Énoncé du problème -
D'après la source, dans quel ouvrage Jean Alzog passe-t-il sous silence le résultat définitif de la conférence ?

Source -
La Mystification fatale/Première Partie/XI


Texte établi par Léandre d’André, Imprimerie André Coromilas (p. 36-43).


§ XI. — Efforts des papistes pour expliquer le fait précédent.


Il serait curieux de voir les efforts, que font les modernes préconisateurs de la procession binaire, pour échapper à cette étreinte qui les étouffe. Les plus prudents de tous, en rapportant l’événement de la conférence, se taisent complètement sur le résultat définitif : celui de l’érection de ces écussons et de la souscription. C’est ce que fait Jean Alzog, dans son histoire universelle de l’Église § 207 (traduct. française tom. II pag. 246). M. A. Klee dans son histoire des dogmes (trad. franc. de 1842 tom. II pag. 288), en répétant le rabâchage ordinaire de ses prédécesseurs, a la pudeur de se taire sur ces écussons, dont d’autres tâchent d’obscurcir l’éclat et la signification.

L’abbé Fleury, dans son histoire ecclésiastique (liv. 45 ch. 48), parle de l’érection de ces écussons contenant le texte primitif du symbole, mais il se tait sur la souscription de Léon, qui en forme, pour ainsi dire, la sanction. Cependant cette réserve l’abandonne, et au chapitre 40 du livre 53, il y revient. Si Léon, y dit-il, a fait graver sur ces écussons le symbole de la foi sans l’addition du Filioque, cela n’importe en rien pour la question : « Il y a bien de la différence entre dire, que le St-Esprit procède du Père sans parler du Fils, et nier expressément qu’il procède du Fils. » C’est un bien anodin truïsme[1] ; un symbole est une déclaration, et non une dissertation où l’on doit spécifier les cas contraires ou parallèles. Il y est dit que l’existence du Fils dérive du Père sans y ajouter et non du St-Esprit ; s’en suit-il qu’il dérive lu St-Esprit, aussi bien que du Père ? Cet amusant truïsme ne peut être de la part d’un Fleury qu’une espèce d’acquit d’obéissance, propter metum Judæorum. Nous rencontrerons une semblable ineptie dans la troisième partie ce travail.

Éléments fournis -
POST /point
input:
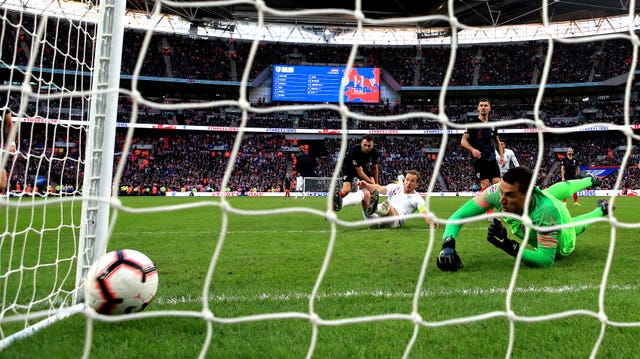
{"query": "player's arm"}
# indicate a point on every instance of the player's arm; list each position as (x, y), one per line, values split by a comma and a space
(448, 259)
(364, 176)
(496, 143)
(514, 159)
(541, 257)
(464, 142)
(375, 173)
(373, 186)
(473, 207)
(421, 207)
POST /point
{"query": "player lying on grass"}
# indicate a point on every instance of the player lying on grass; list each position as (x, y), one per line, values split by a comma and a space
(545, 209)
(402, 199)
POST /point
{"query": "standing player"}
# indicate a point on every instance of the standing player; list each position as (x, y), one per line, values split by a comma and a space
(569, 171)
(510, 159)
(546, 209)
(287, 186)
(300, 185)
(403, 199)
(483, 143)
(7, 125)
(359, 164)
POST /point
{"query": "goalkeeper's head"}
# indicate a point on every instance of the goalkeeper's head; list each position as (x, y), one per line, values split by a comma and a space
(513, 189)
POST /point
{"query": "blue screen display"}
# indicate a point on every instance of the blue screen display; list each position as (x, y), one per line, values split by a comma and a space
(322, 84)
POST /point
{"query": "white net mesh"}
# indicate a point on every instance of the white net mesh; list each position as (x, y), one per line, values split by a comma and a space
(48, 61)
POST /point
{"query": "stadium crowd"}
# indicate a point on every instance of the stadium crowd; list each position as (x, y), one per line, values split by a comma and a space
(193, 161)
(187, 161)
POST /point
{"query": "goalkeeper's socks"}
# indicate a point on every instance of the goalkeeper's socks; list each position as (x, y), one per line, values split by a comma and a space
(562, 190)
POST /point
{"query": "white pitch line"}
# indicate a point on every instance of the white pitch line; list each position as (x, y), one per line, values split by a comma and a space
(285, 297)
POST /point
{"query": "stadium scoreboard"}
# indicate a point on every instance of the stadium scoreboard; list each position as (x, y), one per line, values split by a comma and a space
(322, 84)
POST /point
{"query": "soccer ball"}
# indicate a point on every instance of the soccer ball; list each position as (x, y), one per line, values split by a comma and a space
(122, 281)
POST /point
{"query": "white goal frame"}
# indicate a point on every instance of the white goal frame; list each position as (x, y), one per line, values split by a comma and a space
(100, 203)
(98, 164)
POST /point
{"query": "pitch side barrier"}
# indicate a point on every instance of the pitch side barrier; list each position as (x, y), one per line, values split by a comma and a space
(329, 132)
(584, 193)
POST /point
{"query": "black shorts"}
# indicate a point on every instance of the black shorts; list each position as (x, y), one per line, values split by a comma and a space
(486, 169)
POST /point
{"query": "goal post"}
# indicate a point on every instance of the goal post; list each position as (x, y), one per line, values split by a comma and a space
(66, 124)
(98, 166)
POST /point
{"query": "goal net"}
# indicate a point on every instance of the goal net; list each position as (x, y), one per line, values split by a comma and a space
(105, 160)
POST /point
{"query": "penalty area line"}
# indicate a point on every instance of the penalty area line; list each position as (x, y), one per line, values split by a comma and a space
(286, 297)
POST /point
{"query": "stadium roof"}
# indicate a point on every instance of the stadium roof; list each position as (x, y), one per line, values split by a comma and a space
(468, 12)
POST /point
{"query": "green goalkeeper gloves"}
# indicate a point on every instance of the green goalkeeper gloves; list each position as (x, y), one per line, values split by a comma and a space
(448, 259)
(497, 235)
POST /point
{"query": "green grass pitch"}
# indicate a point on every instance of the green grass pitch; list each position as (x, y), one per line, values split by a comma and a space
(270, 263)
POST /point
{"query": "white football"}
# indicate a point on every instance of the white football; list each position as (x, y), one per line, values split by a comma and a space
(121, 281)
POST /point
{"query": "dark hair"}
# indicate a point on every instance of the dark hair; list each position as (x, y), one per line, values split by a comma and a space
(520, 176)
(415, 173)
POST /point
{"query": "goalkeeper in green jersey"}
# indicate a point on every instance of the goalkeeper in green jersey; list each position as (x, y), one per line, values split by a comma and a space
(546, 209)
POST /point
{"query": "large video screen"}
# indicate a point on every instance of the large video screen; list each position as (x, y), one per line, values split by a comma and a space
(322, 84)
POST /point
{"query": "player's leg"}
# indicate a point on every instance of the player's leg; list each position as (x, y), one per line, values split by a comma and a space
(575, 200)
(3, 180)
(601, 210)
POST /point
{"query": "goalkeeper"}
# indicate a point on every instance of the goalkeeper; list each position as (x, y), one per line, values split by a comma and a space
(545, 209)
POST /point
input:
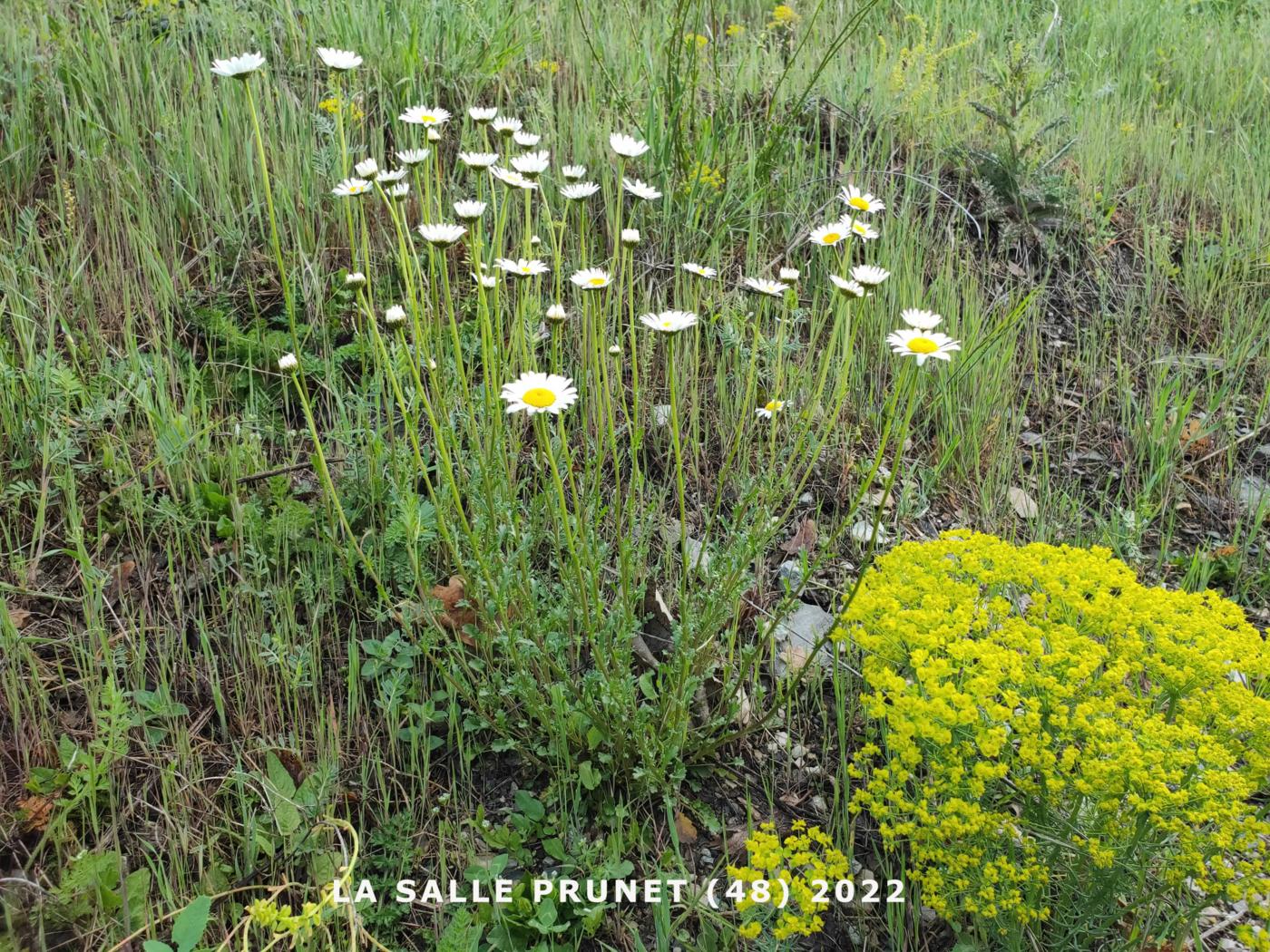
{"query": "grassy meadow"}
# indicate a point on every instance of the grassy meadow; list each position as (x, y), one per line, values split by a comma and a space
(298, 584)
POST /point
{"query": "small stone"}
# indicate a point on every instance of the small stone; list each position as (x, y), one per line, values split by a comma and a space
(1253, 494)
(863, 530)
(698, 556)
(790, 573)
(804, 627)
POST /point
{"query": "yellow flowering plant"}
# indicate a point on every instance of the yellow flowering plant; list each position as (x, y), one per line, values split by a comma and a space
(1058, 749)
(804, 862)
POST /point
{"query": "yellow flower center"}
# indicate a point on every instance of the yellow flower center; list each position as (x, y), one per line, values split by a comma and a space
(923, 345)
(539, 396)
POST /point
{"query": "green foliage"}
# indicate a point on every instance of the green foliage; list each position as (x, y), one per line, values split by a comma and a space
(187, 929)
(1022, 190)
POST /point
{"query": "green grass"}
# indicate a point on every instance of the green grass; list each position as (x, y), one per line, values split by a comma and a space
(190, 609)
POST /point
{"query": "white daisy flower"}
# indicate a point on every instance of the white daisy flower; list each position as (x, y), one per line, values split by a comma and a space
(669, 321)
(531, 164)
(628, 146)
(860, 200)
(918, 319)
(429, 116)
(772, 288)
(923, 345)
(860, 228)
(583, 189)
(442, 235)
(339, 59)
(469, 209)
(640, 190)
(351, 188)
(591, 278)
(238, 66)
(828, 235)
(851, 288)
(478, 160)
(870, 275)
(540, 393)
(512, 180)
(523, 268)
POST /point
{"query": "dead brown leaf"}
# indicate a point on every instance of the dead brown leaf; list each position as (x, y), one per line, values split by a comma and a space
(685, 828)
(454, 616)
(803, 539)
(1193, 440)
(35, 812)
(1022, 503)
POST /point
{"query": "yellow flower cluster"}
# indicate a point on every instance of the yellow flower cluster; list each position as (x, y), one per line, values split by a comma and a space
(784, 18)
(330, 104)
(800, 860)
(281, 920)
(1043, 717)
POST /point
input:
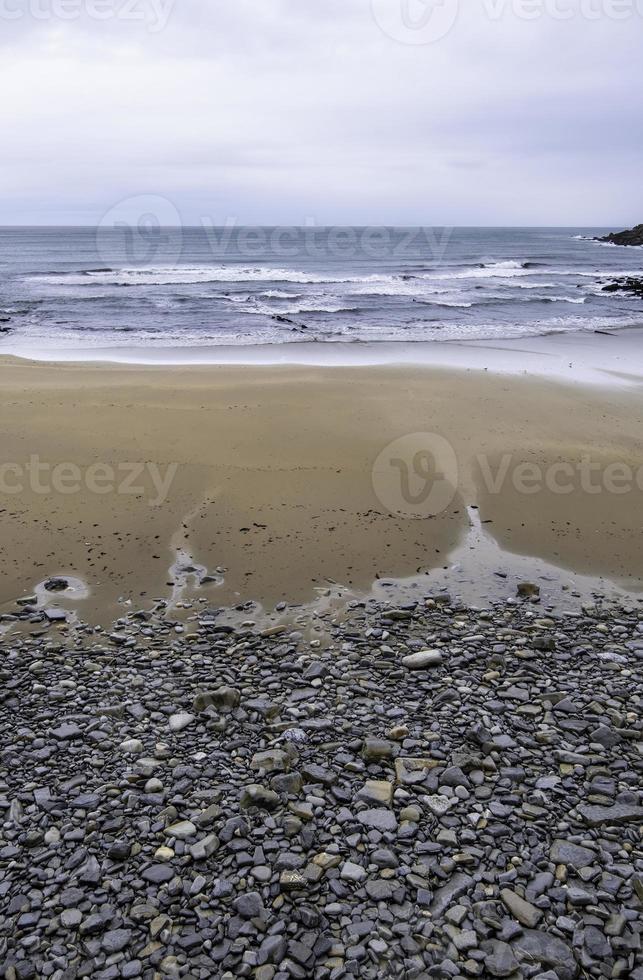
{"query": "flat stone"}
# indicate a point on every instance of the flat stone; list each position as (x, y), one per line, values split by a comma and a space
(179, 722)
(525, 912)
(383, 820)
(619, 813)
(352, 872)
(181, 830)
(423, 660)
(449, 893)
(564, 852)
(549, 950)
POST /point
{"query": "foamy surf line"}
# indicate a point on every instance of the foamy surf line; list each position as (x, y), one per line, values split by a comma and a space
(613, 360)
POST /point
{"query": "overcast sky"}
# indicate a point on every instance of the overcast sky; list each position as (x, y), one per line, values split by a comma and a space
(332, 111)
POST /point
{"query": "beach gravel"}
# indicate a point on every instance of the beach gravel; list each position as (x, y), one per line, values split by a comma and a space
(433, 791)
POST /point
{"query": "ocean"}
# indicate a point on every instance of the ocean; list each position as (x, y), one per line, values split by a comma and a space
(149, 286)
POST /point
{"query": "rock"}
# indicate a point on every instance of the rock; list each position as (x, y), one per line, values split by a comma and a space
(352, 872)
(273, 760)
(132, 746)
(564, 852)
(379, 819)
(181, 830)
(500, 960)
(527, 590)
(249, 906)
(204, 848)
(455, 888)
(619, 813)
(292, 881)
(377, 749)
(116, 940)
(260, 797)
(423, 660)
(157, 874)
(548, 950)
(378, 792)
(633, 237)
(522, 910)
(223, 698)
(179, 722)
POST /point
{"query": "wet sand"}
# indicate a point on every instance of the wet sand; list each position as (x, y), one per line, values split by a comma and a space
(273, 492)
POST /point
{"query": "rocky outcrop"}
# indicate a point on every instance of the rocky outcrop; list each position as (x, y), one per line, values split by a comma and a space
(629, 285)
(632, 237)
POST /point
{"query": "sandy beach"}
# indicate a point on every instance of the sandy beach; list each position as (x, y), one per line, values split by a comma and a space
(259, 479)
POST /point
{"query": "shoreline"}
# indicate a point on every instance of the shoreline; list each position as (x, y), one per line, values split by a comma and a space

Corrigé -
Dans son histoire universelle de l'Église, au § 207 (traduction française, tome II, page 246).